Page extract:
»»
"""Provides parallel_axes_plot."""
from __future__ import annotations
from collections.abc import Sequence
from typing import Literal
import matplotlib.colors
import matplotlib.pyplot as plt
import numpy as np
from matplotlib.axes import Axes
from matplotlib.cm import ScalarMappable
from matplotlib.typing import ColorType
from pandas import DataFrame
from ribs.archives import (
ArchiveDataFrame,
CVTArchive,
GridArchive,
ProximityArchive,
SlidingBoundariesArchive,
)
from ribs.visualize._utils import retrieve_cmap, set_cbar, validate_df
[docs]
def parallel_axes_plot(
archive: CVTArchive | GridArchive | SlidingBoundariesArchive | ProximityArchive,
ax: Axes | None = None,
*,
df: DataFrame | ArchiveDataFrame | None = None,
measure_order: Sequence[int] | Sequence[tuple[int, str]] | None = None,
cmap: str | Sequence[ColorType] | matplotlib.colors.Colormap = "magma",
linewidth: float = 1.5,
alpha: float = 0.8,
vmin: float | None = None,
vmax: float | None = None,
sort_archive: bool = False,
cbar: Literal["auto"] | None | Axes = "auto",
cbar_kwargs: dict | None = None,
) -> None:
r"""Visualizes archive elites in measure space with a parallel axes plot.
This visualization is meant to show the coverage of the measure space at a glance.
Each axis represents one measure dimension, and each line in the diagram represents
one elite in the archive. Three main things are evident from this plot:
- **measure space coverage,** as determined by the amount of the axis that has lines
passing through it. If the lines are passing through all parts of the axis, then
there is likely good coverage for that measure.
- **Correlation between neighboring measures.** In the below example, we see perfect
correlation between ``measures_0`` and ``measures_1``, since none of the lines
cross each other. We also see the perfect negative correlation between
``measures_3`` and ``measures_4``, indicated by the crossing of all lines at a
single point.
- **Whether certain values of the measure dimensions affect the objective value
strongly.** In the below example, we see ``measures_2`` has many elites with high
objective near zero. This is more visible when ``sort_archive`` is passed in, as
elites with higher objective values will be plotted on top of individuals with
lower objective values.
Examples:
.. plot::
:context: close-figs
>>> import numpy as np
>>> import matplotlib.pyplot as plt
>>> from ribs.archives import GridArchive
>>> from ribs.visualize import parallel_axes_plot
>>> # Populate the archive with the negative sphere function.
>>> archive = GridArchive(
... solution_dim=3, dims=[20, 20, 20, 20, 20],
... ranges=[(-1, 1), (-1, 1), (-1, 1),
... (-1, 1), (-1, 1)],
... )
>>> for x in np.linspace(-1, 1, 10):
... for y in np.linspace(0, 1, 10):
... for z in np.linspace(-1, 1, 10):
... archive.add_single(
... solution=np.array([x,y,z]),
... objective=-(x**2 + y**2 + z**2),
... measures=np.array([0.5*x,x,y,z,-0.5*z]),
... )
>>> # Plot a heatmap of the archive.
««
Your task:
From the parallel_axes_plot source, extract the passage from "Each axis represents" up to and including "for that measure.".

Information shown:
»»
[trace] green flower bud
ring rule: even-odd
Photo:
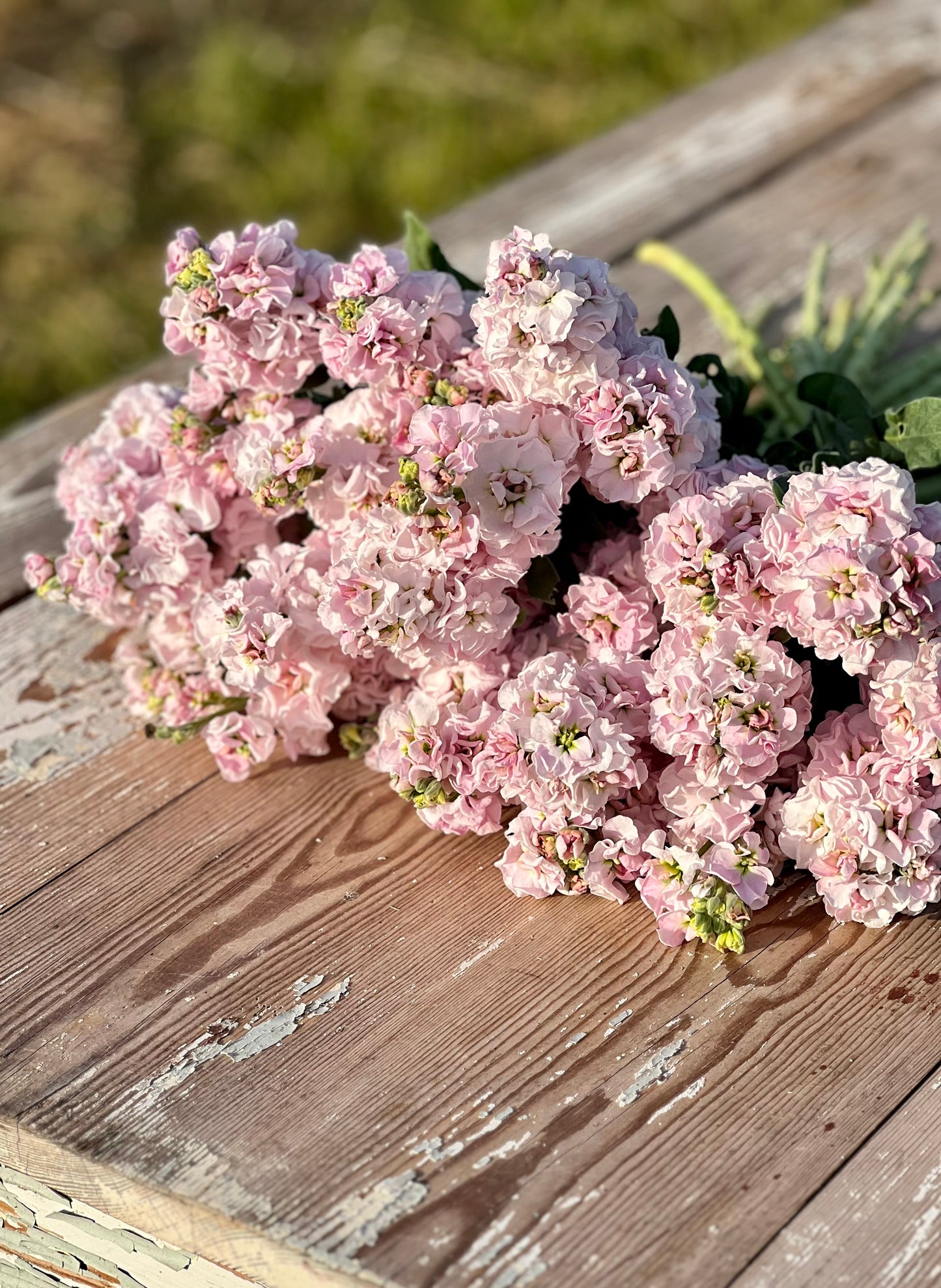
««
Response to the exercise:
Each axis represents one measure dimension, and each line in the diagram represents
one elite in the archive. Three main things are evident from this plot:
- **measure space coverage,** as determined by the amount of the axis that has lines
passing through it. If the lines are passing through all parts of the axis, then
there is likely good coverage for that measure.